Object position labeling entries

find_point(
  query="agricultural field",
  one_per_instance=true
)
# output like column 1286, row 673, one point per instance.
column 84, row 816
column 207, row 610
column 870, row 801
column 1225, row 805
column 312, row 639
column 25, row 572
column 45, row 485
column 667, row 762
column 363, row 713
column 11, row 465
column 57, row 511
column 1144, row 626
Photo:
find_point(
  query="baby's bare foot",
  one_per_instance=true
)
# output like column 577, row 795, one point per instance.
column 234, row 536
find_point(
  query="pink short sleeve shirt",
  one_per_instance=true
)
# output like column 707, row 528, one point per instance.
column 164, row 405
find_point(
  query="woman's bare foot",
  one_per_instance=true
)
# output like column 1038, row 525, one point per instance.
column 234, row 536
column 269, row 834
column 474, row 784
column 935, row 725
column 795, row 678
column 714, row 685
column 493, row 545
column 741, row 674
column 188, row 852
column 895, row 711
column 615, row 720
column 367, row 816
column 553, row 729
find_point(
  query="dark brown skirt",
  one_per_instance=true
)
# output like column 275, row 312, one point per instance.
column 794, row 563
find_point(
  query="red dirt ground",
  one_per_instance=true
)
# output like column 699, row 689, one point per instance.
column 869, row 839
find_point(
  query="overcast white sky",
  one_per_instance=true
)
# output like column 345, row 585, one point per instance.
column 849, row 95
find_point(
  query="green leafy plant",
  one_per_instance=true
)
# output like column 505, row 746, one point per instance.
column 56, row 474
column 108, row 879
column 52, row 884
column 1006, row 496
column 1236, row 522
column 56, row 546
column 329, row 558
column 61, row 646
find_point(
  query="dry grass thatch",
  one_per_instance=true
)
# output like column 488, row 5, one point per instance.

Written exercise
Return the listing above in its exact form.

Finished exercise
find_point(
  query="agricultural field",
  one_per_instance=true
)
# output like column 1286, row 673, one point per instance.
column 84, row 816
column 207, row 610
column 870, row 801
column 1225, row 805
column 312, row 639
column 25, row 572
column 45, row 485
column 667, row 762
column 363, row 713
column 11, row 465
column 57, row 511
column 1144, row 626
Photo:
find_point(
  query="baby's bare foot",
  one_per_instance=true
)
# output like column 577, row 795, one point per instance.
column 234, row 536
find_point(
  query="pink short sleeve shirt",
  one_per_instance=true
)
# output like column 707, row 528, one point per instance.
column 164, row 405
find_point(
  query="woman's bare foot",
  one_per_instance=true
)
# output like column 1038, row 525, one point per instance.
column 234, row 536
column 269, row 834
column 474, row 784
column 935, row 725
column 795, row 678
column 714, row 685
column 493, row 545
column 741, row 674
column 188, row 852
column 895, row 711
column 615, row 720
column 367, row 816
column 553, row 729
find_point(
  query="dark brown skirt",
  one_per_instance=true
)
# output like column 275, row 312, one point per instance.
column 794, row 563
find_point(
  query="red dirt ground",
  one_per_instance=true
)
# output like column 699, row 689, one point per instance.
column 869, row 839
find_point(
  query="overcast white sky",
  one_per_instance=true
)
# output like column 345, row 585, one point per instance.
column 849, row 95
find_point(
  query="green leafy plant",
  one_per_instance=true
)
# output like column 505, row 746, one point per instance.
column 56, row 474
column 108, row 879
column 52, row 884
column 1006, row 496
column 1236, row 522
column 56, row 546
column 329, row 558
column 61, row 646
find_point(
  query="dry grass thatch",
  one_per_instance=true
)
# output like column 488, row 5, one point per instance.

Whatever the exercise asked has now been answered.